"""

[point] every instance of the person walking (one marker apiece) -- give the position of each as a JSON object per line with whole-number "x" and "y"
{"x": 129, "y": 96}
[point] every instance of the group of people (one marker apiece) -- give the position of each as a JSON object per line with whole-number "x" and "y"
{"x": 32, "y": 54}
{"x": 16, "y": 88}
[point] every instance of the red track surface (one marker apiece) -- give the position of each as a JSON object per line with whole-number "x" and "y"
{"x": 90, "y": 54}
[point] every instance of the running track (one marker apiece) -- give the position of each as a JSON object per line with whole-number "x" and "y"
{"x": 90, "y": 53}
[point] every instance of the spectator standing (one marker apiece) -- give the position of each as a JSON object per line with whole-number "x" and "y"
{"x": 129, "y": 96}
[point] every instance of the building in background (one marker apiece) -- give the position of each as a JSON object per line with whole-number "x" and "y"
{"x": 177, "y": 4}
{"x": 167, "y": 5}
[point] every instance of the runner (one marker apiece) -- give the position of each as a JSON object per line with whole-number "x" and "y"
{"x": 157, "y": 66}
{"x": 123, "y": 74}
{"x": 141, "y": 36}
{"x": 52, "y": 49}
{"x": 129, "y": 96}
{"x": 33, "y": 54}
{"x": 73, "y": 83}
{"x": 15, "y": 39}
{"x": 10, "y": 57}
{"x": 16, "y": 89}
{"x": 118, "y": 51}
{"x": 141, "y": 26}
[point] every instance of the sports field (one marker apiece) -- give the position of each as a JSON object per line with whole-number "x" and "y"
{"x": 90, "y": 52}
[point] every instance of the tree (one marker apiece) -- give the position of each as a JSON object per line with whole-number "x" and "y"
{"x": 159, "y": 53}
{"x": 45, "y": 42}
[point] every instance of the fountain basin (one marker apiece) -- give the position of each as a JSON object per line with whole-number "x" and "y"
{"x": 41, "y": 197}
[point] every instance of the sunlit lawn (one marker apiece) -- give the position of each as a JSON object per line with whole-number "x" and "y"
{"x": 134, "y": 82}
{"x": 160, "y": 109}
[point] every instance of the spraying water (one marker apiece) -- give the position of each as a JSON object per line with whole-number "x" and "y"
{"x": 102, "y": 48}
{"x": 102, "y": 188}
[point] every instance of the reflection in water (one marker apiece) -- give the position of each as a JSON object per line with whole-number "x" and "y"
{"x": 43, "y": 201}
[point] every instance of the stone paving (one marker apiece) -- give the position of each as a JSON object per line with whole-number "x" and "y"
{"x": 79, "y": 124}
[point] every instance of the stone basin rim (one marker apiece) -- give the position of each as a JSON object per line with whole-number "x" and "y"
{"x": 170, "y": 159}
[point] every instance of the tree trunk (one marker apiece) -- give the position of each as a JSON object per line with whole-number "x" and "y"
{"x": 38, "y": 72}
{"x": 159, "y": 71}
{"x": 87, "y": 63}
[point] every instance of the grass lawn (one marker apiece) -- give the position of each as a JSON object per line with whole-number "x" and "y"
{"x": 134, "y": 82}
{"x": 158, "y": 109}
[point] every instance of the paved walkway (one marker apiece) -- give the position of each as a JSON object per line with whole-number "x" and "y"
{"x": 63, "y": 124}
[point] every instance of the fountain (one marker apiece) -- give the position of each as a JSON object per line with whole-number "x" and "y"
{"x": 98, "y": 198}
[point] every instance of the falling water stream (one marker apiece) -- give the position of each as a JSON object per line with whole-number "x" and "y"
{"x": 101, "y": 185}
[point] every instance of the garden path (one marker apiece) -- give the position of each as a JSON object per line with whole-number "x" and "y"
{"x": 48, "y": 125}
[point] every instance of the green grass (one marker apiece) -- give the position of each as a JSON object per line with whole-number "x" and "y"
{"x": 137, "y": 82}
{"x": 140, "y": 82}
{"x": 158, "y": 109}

"""

- [Task details]: Copy out every row above word for word, leaving nothing out.

- [The result]:
[point] every instance of the person walking (one marker apiece) -- give the position of each as a JSON object per line with whole-number "x" and "y"
{"x": 129, "y": 96}
[point] every instance of the group of people (one marker apiece) -- give the position of each as a JSON object per line with whole-number "x" and "y"
{"x": 32, "y": 54}
{"x": 16, "y": 88}
[point] every instance of the red track surface (one marker apiece) -- give the position of each as a JSON object per line with whole-number "x" and "y"
{"x": 90, "y": 54}
[point] every instance of the running track (one marker apiece) -- give the position of each as a JSON object per line with whole-number "x" and "y"
{"x": 90, "y": 53}
[point] every instance of the spectator standing (one marker apiece) -- give the position of each as a JSON object per line with whole-number "x" and "y"
{"x": 129, "y": 96}
[point] every instance of the building in background (one marker apiece) -- give the position of each as a JSON object per line with whole-number "x" and "y"
{"x": 177, "y": 4}
{"x": 167, "y": 5}
[point] every instance of the runner (one marker apiece) -- give the position of each as a JSON object per line with whole-number "x" and "y"
{"x": 157, "y": 66}
{"x": 123, "y": 74}
{"x": 141, "y": 36}
{"x": 52, "y": 49}
{"x": 129, "y": 96}
{"x": 33, "y": 54}
{"x": 73, "y": 83}
{"x": 15, "y": 39}
{"x": 10, "y": 57}
{"x": 16, "y": 89}
{"x": 118, "y": 51}
{"x": 141, "y": 26}
[point] every instance of the sports field (one marker apiece) -- give the position of each as a JSON object per line with whole-number "x" and "y"
{"x": 90, "y": 52}
[point] every instance of the tree (one marker apiece) -- give the position of each as a JSON object per line with whole-number "x" and "y"
{"x": 159, "y": 53}
{"x": 45, "y": 42}
[point] every instance of the fountain basin (one marker apiece) -- give the position of each as a JSON object per line with whole-number "x" and "y"
{"x": 41, "y": 197}
[point] every instance of the sunlit lawn (one marker apiece) -- give the position of each as a JSON object per line with whole-number "x" and "y"
{"x": 134, "y": 82}
{"x": 160, "y": 109}
[point] every instance of the spraying water (one marker apiece) -- give the position of each as a JSON object per line with whole-number "x" and "y"
{"x": 102, "y": 48}
{"x": 102, "y": 188}
[point] every instance of the reflection in water (one marker apiece) -- give the position of each as a JSON object per line with whole-number "x" and "y"
{"x": 43, "y": 201}
[point] every instance of the stone paving (one marker apiece) -- give the position of each as a JSON object per line with whole-number "x" and "y"
{"x": 79, "y": 124}
[point] every instance of the stone basin rim (one marker apiece) -- give the position of each as a JSON object per line with whole-number "x" and "y"
{"x": 170, "y": 159}
[point] every instance of the tree trunk (one marker apiece) -- give the position of each as a JSON object per line with whole-number "x" and "y"
{"x": 38, "y": 72}
{"x": 159, "y": 71}
{"x": 87, "y": 63}
[point] every instance of the grass lawn (one marker apiece) -- give the position of each as a JSON object per line with whole-number "x" and "y"
{"x": 134, "y": 82}
{"x": 158, "y": 109}
[point] every instance of the paved walkway (one marker apiece) -- give the position of each as a JSON object per line with whole-number "x" and "y"
{"x": 63, "y": 124}
[point] every instance of the fountain (one marker apiece) -- give the position of each as a JSON object per line with whole-number "x" and "y"
{"x": 98, "y": 198}
[point] every instance of the falling water stream (one marker apiece) -- give the position of each as a JSON object per line with whole-number "x" and "y"
{"x": 101, "y": 185}
[point] every instance of the garden path (one marker apiece) -- give the position of each as a JSON object per line with whole-number "x" and "y"
{"x": 48, "y": 125}
[point] every instance of the green grass (one marker apiece) -- give the position of each as a JSON object per line with whole-number "x" and "y"
{"x": 137, "y": 82}
{"x": 140, "y": 82}
{"x": 158, "y": 109}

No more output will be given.